■ THE EXERCISE
Format the lines below as a numbered list, skipping any blank lines. Omit the pictures from your answer.

■ RECORDS TO USE
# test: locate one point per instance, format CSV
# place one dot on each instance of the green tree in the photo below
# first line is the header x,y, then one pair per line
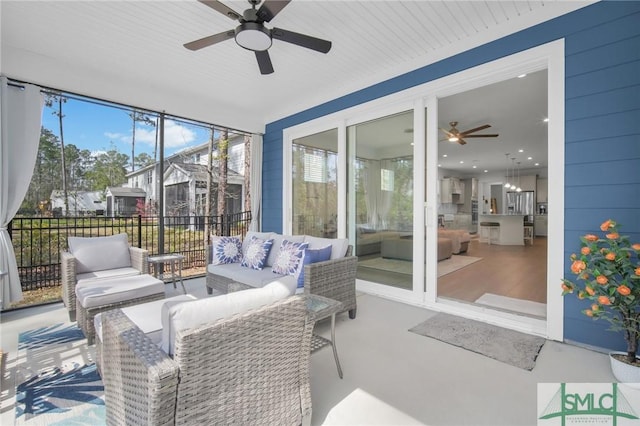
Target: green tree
x,y
57,99
137,117
109,169
143,159
46,173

■ RESPONSE
1. # test: locate one point per instance, format CSV
2. # place one dot on each instance of the green tree in the photo below
3. # first line is the header x,y, then one pair per line
4. Target: green tree
5. x,y
6. 57,99
7. 137,117
8. 109,169
9. 143,159
10. 46,173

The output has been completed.